Top of Selected extract

EventLog

This table serves as the event log, which can be either a single-entity or multi-entity event log. Entities represent distinct existences. Terms like "case notion," "case," "object," and "dimensional" are often used interchangeably. The term "multi-entity event log" is sometimes considered equivalent to "object-centric event log" or "multi-dimensional event log." Each entity is defined with its origin and IDs. This table contains 121,577,735 records and includes several columns:

  • Event_ID: Contains the ID of each event. There are a total of 121,577,735 events.
  • Timestamp: Contains the time and date of activities.
  • Activity: Consists of the activity label of the event. There are a total of 95 distinct activities.
  • Activity_Synonym: Contains abbreviations of activity labels. For example, BGT for Blood Gas Test. There are 95 synonyms for 95 activities.
  • Activity_Attributes_ID: A unique foreign key ID for each distinct feature and value. For example:
    • po2=2951
    • lactate=3.232
    • Blood pressure=137/793
    • po2=4124 (same feature, different value)
    • lactate=0.735 (same feature, different value)
    • po2=2951 (same feature and value)
    • lactate=3.232 (same feature and value)
  • Activity_Instance_ID: A unique foreign key identifier for each distinct activity, considering its features and values. This identification allows tracking of activities throughout the event log. Examples:
    • First event: Blood Gas Test: po2=295, lactate=3.23 → 1
    • Second event: BP_measurement: Blood pressure=137/79 → 1
    • Third event: Blood Gas Test: po2=412, lactate=0.73 → 3
    • Fourth event: Blood Gas Test: po2=295, lactate=3.23 → 1
  • Entity1_origin and Entity1_ID: Represents the ID of each patient (equivalent to subject_id in MIMIC).
    • All values for Entity1_origin are Patients.
    • Entity1_ID has 282,484 distinct patient IDs.
  • Entity2_origin and Entity2_ID: Represents each admission (equivalent to hadm_id in MIMIC).

Bottom of Selected extract

> **Tasks to perform**:
1) Retype the passage from the event log table description, starting at "This table serves" and ending at "95 distinct activities.".
2) According to the event log table description, which terms are often used interchangeably for entities? List them.
3) Carry on the event log table description from where it stops.

Top of Dataset entries

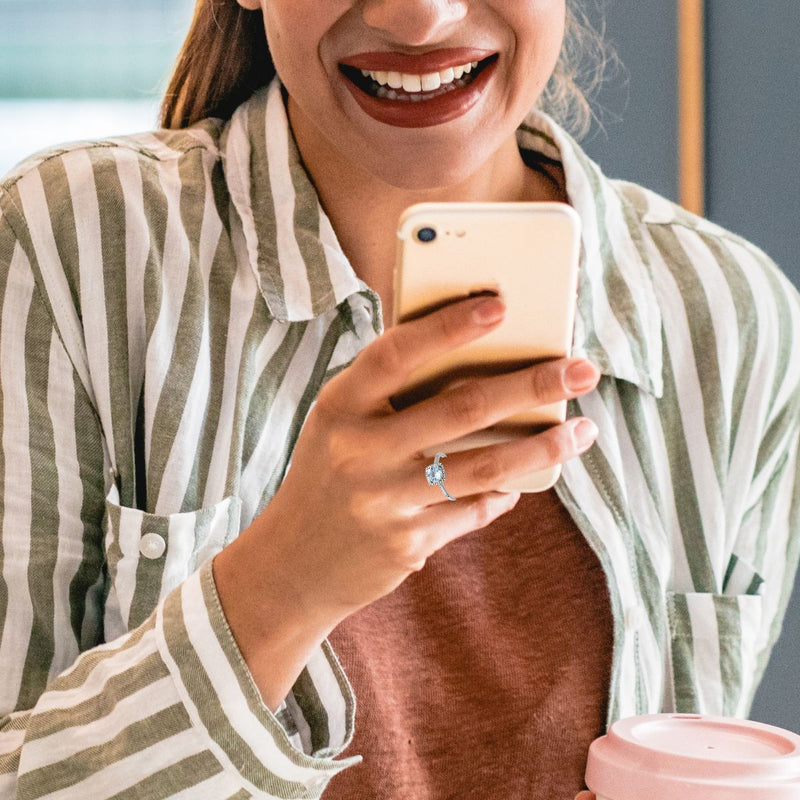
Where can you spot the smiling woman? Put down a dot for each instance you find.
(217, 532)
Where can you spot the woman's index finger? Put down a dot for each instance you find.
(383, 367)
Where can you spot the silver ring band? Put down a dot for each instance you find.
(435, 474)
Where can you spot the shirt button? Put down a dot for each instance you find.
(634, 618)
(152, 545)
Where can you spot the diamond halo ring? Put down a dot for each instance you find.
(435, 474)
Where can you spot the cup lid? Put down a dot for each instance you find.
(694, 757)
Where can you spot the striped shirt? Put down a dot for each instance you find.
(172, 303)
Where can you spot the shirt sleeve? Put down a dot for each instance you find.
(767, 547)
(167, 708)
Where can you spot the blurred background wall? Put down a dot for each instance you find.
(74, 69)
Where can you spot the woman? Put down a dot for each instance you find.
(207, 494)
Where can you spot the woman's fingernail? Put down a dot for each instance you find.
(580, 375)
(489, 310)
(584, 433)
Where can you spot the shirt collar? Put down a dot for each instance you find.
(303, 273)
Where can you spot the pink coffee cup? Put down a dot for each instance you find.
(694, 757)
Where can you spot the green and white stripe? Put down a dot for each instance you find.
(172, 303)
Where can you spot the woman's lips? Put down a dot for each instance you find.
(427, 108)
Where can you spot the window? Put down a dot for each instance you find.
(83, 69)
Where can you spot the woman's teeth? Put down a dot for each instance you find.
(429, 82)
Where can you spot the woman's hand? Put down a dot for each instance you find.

Bottom of Dataset entries
Top of Dataset entries

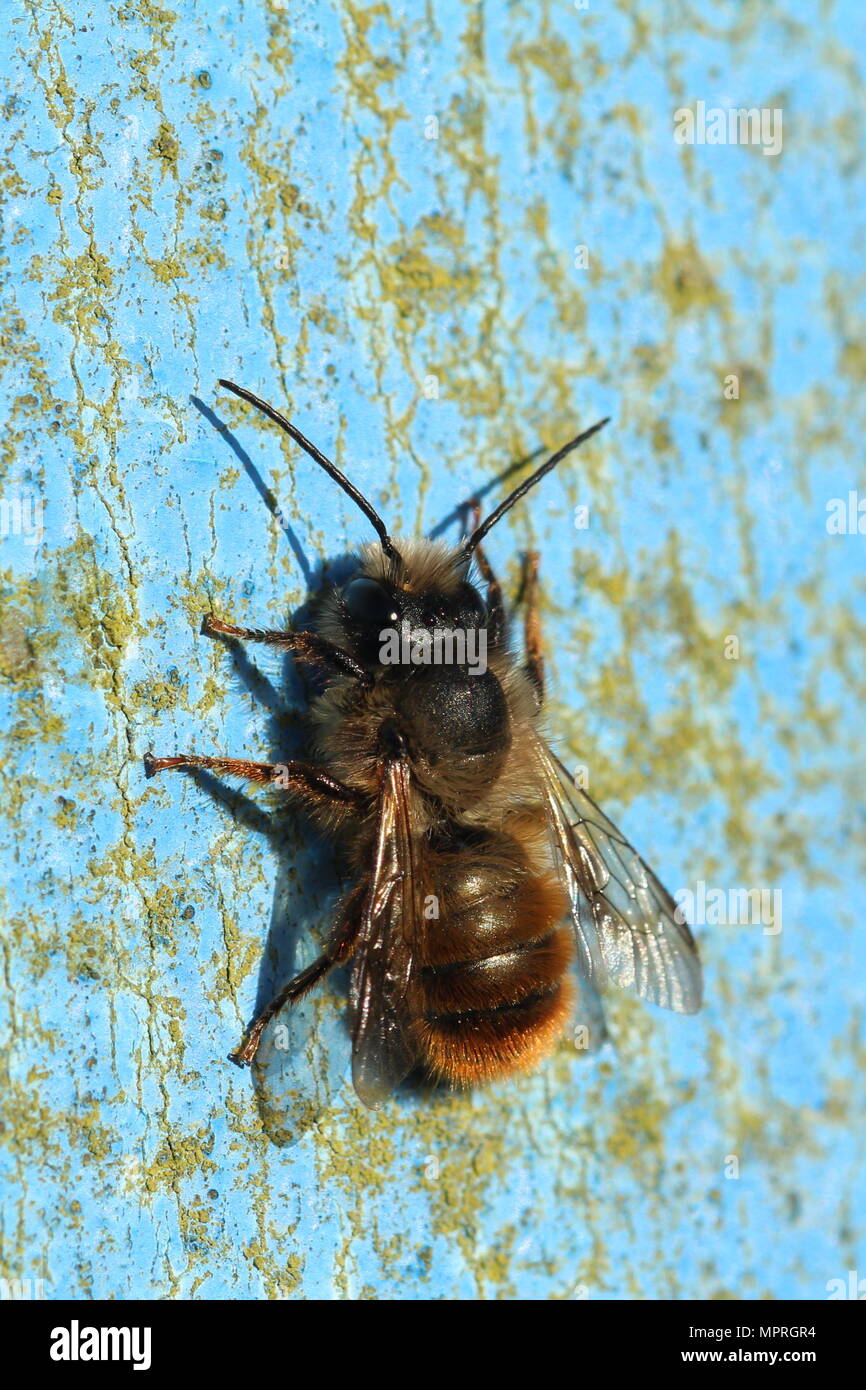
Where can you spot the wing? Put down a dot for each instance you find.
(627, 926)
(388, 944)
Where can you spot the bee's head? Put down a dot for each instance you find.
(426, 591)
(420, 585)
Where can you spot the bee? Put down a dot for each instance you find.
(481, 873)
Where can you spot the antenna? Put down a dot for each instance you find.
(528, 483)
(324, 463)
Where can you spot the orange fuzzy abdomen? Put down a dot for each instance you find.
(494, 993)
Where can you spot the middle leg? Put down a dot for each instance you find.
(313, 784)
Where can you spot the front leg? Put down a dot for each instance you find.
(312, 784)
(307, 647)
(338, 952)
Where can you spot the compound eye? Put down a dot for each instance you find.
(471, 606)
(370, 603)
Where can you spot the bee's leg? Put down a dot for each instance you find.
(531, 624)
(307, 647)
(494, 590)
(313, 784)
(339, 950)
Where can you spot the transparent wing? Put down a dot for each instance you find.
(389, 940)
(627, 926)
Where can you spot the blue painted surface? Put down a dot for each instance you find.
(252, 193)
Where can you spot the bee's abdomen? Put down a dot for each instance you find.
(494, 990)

Bottom of Dataset entries

> **Task-by-task outputs**:
1)
This table serves as the event log, which can be either a single-entity or multi-entity event log. Entities represent distinct existences. Terms like "case notion," "case," "object," and "dimensional" are often used interchangeably. The term "multi-entity event log" is sometimes considered equivalent to "object-centric event log" or "multi-dimensional event log." Each entity is defined with its origin and IDs. This table contains 121,577,735 records and includes several columns:

  • Event_ID: Contains the ID of each event. There are a total of 121,577,735 events.
  • Timestamp: Contains the time and date of activities.
  • Activity: Consists of the activity label of the event. There are a total of 95 distinct activities.

2)
case notion
case
object
dimensional

3)
    • All values for Entity2_origin are Admission.
    • Entity2_ID has 448,709 distinct IDs and includes nulls for outpatient-only patients.
  • Entity3_origin and Entity3_ID: Represents each outpatient encounter.
    • All values for Entity3_origin are Outpatient.
    • Entity3_ID has 550,405 distinct IDs and includes nulls for admitted patients.
  • Entity4_origin and Entity4_ID: Represents admission sequences per patient.
    • All values for Entity4_origin are Admission_Sequence.
    • Entity4_ID ranges from 1 to 238, with nulls for outpatient-only patients.
  • Entity5_origin and Entity5_ID: Represents outpatient sequences per patient.
    • All values for Entity5_origin are Outpatient_Sequence.
    • Entity5_ID ranges from 1 to 114, with nulls for admitted patients.
  • temp_patient_id and temp_encounter_id: These are helper columns for subset analysis, such as after clustering.
    • Exclude these columns when generating the final CEKG event log.
    • temp_patient_id is the equivalent of Entity1_ID.
    • temp_encounter_id
      • is equivalent to Entity2_ID if Entity3_ID is null.
      • is equivalent to Character "O" + Entity3_ID if Entity2_ID is null.
    • temp_patient_id has 282,484 distinct patient IDs.
    • temp_encounter_id has 999,112 distinct patient IDs.